Top of TASK INPUT

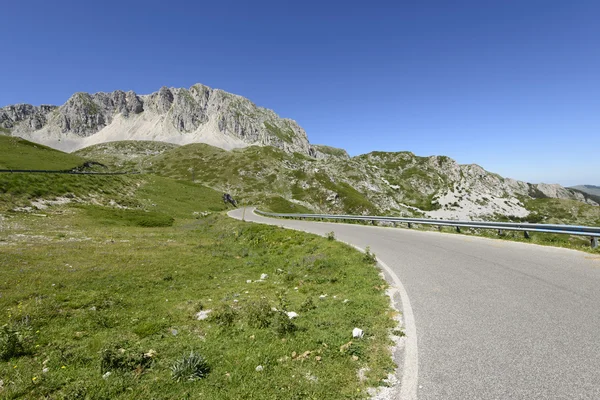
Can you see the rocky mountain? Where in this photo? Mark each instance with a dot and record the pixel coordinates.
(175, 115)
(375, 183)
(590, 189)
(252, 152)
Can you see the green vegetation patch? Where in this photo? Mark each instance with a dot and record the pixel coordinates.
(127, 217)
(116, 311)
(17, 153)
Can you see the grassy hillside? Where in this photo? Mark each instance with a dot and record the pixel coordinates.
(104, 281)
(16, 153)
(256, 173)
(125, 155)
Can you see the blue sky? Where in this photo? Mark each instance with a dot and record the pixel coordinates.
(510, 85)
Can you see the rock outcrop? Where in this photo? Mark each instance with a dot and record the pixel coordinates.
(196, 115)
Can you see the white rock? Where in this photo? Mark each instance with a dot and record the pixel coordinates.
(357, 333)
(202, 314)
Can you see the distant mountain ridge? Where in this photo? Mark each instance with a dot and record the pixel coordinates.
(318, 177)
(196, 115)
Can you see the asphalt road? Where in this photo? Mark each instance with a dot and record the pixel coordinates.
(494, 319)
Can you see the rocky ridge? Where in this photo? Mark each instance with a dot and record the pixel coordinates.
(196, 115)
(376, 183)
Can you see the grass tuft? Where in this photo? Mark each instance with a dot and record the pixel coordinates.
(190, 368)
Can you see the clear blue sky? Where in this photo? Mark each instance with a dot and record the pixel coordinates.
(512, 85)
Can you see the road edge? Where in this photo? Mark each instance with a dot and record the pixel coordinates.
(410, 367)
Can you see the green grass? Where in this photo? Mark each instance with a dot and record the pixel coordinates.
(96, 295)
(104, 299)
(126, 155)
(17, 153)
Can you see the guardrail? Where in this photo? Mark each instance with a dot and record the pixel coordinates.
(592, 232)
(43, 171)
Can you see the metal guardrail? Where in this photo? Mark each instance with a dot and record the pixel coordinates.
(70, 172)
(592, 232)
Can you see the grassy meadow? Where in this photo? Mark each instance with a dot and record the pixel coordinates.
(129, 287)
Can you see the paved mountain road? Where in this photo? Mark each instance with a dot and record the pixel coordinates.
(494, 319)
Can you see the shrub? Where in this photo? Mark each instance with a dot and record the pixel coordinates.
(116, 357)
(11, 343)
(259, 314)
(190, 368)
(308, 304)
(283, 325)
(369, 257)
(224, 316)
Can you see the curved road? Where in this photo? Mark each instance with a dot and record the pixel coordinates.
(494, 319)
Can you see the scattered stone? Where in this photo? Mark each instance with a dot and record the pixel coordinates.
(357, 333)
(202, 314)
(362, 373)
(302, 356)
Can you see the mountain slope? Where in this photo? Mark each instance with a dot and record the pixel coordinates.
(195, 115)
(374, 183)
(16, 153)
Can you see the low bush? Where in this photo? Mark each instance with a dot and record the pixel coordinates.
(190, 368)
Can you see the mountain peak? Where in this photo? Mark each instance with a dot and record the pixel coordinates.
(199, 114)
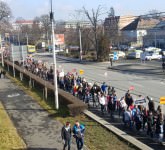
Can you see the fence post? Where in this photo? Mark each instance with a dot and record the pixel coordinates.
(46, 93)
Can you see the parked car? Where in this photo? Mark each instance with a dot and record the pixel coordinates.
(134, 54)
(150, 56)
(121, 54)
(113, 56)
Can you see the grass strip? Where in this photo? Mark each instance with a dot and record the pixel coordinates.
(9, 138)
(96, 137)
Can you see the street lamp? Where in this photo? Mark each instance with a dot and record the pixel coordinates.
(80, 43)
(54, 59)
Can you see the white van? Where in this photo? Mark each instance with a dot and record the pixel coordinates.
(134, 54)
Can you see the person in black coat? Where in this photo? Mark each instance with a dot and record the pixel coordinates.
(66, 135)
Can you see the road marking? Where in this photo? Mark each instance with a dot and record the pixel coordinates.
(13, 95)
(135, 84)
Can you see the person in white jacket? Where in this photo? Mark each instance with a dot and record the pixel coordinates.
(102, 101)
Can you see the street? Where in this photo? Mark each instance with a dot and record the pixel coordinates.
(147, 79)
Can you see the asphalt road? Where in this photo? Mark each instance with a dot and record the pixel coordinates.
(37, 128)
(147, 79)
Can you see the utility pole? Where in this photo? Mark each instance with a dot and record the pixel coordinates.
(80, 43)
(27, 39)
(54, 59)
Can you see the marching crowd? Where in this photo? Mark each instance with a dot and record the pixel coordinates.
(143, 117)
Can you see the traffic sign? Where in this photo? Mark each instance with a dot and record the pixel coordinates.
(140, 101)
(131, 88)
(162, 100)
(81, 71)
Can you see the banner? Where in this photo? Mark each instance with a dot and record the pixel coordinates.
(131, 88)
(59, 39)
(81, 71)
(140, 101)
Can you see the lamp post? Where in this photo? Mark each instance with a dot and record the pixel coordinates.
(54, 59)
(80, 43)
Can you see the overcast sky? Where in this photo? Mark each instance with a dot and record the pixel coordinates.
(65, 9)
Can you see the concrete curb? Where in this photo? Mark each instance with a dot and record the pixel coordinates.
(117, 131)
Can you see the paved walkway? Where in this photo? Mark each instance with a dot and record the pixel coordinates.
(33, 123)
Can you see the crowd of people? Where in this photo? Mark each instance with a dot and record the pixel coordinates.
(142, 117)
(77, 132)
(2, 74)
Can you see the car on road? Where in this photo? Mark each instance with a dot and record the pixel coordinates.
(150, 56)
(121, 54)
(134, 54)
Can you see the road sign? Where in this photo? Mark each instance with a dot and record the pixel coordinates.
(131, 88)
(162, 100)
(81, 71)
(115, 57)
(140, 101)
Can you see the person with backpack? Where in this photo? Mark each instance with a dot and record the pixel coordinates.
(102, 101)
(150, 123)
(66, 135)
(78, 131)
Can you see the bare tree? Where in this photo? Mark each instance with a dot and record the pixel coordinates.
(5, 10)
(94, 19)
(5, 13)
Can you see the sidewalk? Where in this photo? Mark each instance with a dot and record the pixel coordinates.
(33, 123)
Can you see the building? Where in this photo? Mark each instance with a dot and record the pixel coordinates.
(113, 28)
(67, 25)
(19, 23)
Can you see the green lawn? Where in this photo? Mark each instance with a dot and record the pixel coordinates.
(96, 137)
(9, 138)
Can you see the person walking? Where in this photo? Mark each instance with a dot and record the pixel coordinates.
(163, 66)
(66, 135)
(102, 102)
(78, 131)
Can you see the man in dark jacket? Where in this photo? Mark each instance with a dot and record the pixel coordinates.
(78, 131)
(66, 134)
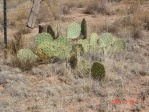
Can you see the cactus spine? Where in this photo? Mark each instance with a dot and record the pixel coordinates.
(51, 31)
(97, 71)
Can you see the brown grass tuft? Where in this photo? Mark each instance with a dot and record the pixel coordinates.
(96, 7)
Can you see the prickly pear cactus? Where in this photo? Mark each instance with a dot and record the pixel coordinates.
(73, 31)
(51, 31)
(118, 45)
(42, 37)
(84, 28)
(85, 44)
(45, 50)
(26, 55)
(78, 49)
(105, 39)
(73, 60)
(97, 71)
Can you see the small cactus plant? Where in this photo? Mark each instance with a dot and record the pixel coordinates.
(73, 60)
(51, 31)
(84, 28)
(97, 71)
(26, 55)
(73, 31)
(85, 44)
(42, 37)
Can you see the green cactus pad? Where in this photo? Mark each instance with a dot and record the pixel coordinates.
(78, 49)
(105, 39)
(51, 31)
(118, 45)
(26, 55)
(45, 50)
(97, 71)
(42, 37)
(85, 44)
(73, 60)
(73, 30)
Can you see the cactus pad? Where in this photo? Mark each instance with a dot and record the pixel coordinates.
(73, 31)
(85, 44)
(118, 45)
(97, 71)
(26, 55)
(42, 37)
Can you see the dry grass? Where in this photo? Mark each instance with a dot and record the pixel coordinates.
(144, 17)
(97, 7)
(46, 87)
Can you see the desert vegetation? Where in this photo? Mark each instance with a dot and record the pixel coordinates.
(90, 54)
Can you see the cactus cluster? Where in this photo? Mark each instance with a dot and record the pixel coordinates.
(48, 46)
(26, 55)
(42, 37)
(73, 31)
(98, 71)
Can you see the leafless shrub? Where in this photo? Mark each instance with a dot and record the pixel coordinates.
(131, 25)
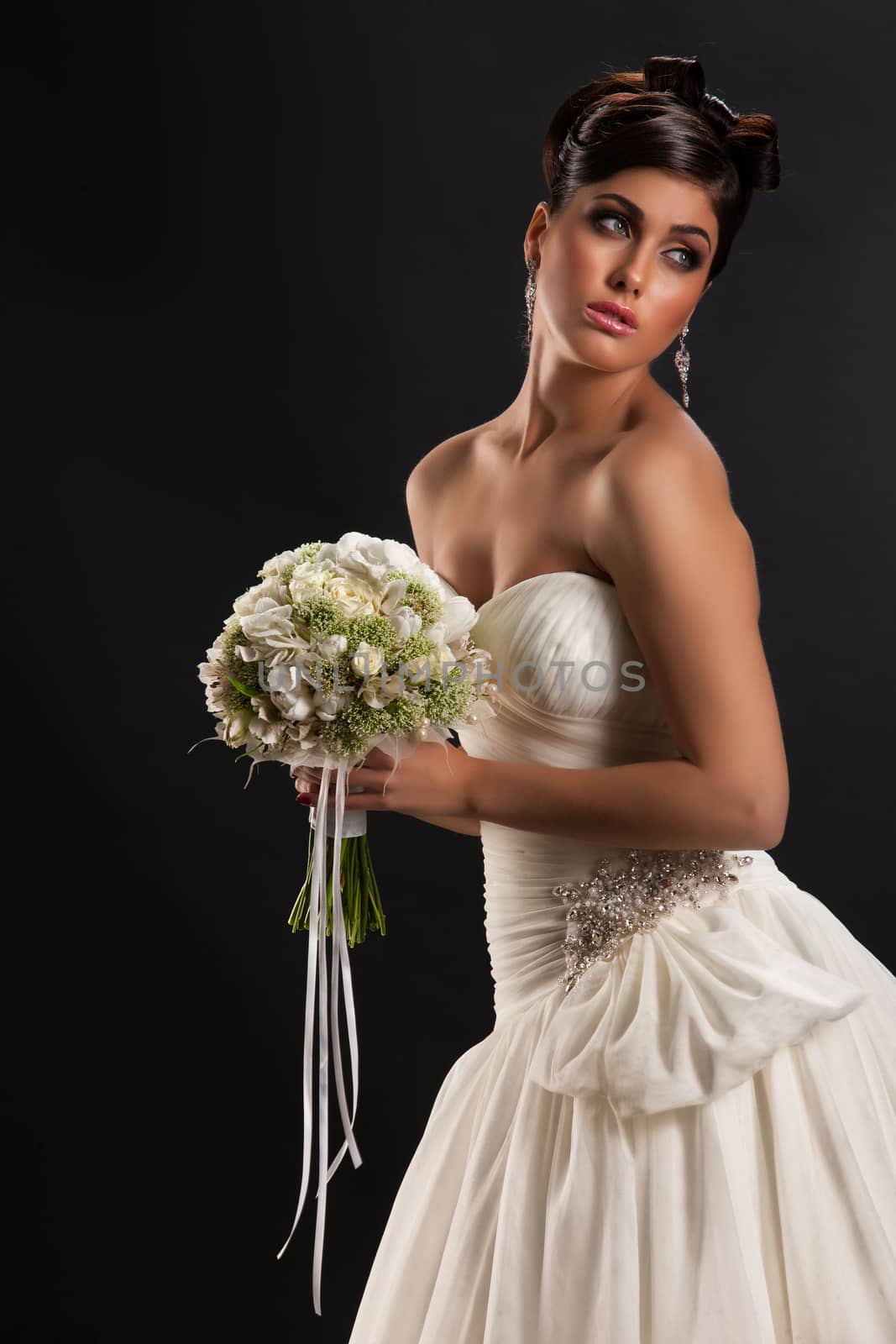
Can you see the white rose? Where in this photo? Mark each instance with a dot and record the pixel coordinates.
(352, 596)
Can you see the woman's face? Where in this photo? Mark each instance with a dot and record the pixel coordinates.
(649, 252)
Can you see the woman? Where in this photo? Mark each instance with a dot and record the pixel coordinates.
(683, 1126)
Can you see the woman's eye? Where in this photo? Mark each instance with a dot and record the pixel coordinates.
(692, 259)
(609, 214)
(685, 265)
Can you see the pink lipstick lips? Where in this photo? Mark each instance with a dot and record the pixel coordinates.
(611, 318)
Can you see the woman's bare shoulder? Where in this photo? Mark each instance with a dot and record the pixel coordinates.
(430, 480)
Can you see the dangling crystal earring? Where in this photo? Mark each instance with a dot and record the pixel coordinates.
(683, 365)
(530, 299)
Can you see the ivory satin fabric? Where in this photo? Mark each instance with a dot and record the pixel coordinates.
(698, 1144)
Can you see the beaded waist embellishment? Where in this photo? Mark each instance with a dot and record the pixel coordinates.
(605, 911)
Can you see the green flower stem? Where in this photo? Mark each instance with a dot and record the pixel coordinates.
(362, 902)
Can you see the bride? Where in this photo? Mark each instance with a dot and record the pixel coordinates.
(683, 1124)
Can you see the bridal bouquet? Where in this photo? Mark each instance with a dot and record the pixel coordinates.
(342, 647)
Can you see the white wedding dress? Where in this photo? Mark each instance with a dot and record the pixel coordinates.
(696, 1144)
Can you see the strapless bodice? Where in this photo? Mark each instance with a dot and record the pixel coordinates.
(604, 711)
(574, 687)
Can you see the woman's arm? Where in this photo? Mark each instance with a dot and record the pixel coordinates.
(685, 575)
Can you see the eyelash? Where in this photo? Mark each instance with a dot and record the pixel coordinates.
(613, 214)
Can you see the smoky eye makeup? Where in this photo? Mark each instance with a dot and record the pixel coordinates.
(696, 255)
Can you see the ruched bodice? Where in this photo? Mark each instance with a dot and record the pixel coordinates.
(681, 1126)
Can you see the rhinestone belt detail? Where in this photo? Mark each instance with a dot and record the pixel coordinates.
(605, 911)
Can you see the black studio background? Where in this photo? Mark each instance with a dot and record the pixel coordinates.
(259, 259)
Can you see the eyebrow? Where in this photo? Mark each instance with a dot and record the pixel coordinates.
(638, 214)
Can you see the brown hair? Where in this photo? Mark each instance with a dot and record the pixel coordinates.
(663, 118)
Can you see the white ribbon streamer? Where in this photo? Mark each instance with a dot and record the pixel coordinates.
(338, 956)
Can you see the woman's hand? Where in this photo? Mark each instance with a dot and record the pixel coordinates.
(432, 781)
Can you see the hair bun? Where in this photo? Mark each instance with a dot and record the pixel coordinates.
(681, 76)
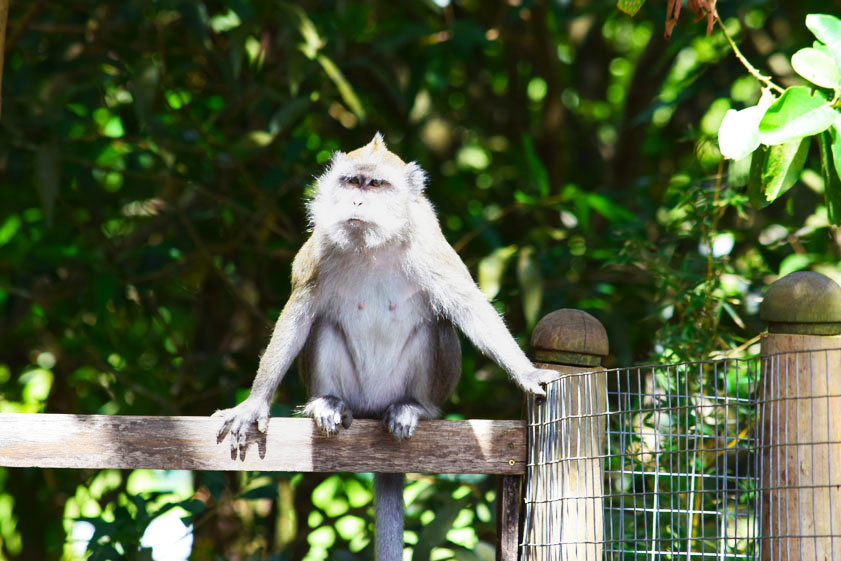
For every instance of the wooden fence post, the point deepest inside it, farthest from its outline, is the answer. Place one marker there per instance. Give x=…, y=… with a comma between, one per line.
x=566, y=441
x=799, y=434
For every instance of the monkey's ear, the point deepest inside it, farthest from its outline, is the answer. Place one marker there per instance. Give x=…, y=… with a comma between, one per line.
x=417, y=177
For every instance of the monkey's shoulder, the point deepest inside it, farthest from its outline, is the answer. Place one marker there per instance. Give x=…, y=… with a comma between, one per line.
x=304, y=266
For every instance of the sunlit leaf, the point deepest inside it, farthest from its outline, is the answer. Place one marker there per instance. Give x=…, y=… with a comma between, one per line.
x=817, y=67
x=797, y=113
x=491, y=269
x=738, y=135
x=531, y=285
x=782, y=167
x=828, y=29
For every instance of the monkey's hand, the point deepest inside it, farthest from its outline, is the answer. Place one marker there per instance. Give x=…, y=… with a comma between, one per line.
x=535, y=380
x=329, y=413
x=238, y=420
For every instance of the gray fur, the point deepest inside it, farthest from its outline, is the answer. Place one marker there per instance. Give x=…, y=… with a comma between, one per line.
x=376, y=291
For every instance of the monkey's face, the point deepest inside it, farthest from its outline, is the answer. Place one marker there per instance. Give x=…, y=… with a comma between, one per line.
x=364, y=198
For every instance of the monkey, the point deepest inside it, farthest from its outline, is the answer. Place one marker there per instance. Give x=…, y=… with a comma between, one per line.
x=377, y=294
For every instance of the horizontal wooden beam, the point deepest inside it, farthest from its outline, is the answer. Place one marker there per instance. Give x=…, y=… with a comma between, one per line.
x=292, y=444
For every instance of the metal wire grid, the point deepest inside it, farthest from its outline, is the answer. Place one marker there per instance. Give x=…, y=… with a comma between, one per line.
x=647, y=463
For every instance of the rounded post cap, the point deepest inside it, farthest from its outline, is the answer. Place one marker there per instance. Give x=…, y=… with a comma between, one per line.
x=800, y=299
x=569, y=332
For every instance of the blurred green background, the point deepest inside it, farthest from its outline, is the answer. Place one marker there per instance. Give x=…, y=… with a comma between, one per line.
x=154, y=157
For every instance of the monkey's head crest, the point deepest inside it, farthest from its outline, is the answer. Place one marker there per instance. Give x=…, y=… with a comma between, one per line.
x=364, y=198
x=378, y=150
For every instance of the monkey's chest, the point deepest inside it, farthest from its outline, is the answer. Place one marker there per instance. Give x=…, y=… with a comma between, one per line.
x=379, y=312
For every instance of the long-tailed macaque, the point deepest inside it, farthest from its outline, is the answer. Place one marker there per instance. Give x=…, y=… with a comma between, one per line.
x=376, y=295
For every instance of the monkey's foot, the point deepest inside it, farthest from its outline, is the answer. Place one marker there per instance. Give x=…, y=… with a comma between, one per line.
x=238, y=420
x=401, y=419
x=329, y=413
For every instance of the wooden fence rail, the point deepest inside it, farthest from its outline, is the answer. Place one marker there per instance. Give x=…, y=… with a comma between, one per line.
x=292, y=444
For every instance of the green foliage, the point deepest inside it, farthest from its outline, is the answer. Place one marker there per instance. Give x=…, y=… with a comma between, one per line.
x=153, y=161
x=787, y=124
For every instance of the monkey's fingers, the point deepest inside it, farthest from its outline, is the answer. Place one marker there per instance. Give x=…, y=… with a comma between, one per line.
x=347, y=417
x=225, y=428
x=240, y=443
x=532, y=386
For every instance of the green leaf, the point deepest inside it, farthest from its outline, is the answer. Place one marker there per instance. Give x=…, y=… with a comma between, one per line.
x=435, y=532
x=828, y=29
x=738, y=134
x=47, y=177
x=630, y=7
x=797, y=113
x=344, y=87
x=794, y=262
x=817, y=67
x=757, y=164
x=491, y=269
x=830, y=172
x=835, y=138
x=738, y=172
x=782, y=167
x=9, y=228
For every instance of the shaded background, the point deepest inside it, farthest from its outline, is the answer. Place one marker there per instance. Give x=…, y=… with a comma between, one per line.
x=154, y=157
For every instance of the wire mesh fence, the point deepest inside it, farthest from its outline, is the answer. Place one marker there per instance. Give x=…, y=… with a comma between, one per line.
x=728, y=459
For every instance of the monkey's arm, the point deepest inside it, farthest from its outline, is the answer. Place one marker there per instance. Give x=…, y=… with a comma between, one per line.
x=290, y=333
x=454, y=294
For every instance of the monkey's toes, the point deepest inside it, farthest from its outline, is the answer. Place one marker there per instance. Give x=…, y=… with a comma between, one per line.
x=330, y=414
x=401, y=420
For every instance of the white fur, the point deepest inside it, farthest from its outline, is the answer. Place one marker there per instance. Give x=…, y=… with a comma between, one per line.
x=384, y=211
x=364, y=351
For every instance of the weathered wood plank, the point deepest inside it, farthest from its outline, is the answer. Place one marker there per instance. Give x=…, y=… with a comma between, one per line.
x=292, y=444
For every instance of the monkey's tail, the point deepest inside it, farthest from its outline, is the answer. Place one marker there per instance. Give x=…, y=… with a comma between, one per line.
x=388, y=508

Bottom of TASK INPUT

## BRIEF
Word for word, restate the line that contains "For every instance of the monkey's arm, the" and each line after it, up to and including the last line of the listing; include nothing else.

## RESULT FOR THIS EXERCISE
For every instance of the monkey's arm, the point deepest inside it, farthest from its outline, is the answer. Place one marker there per instance. Give x=…, y=… with a comma between, one per line.
x=290, y=333
x=454, y=294
For every instance of the monkey's toes, the point deepest inside it, farthest from its outline, is the answer. Place one marker there per instance. Give x=…, y=… with a comma between, one per line.
x=330, y=414
x=401, y=420
For every instance of the white fur, the point deepest inside it, farthest from its outline, is the answer. Place one marker there per instance. Give x=…, y=… with a comma between, one per line.
x=384, y=211
x=364, y=351
For every instance of the weathered wood plank, the point deepest inside it, farthest from its outline, is the answer. Place one marker there per instance. Give x=…, y=… with a comma between, one per line.
x=292, y=444
For every instance of the monkey's tail, the point deepest inside it, farthest from its outline, is the answer. Place one marker there per instance. Give x=…, y=… with a comma between, one per line.
x=388, y=508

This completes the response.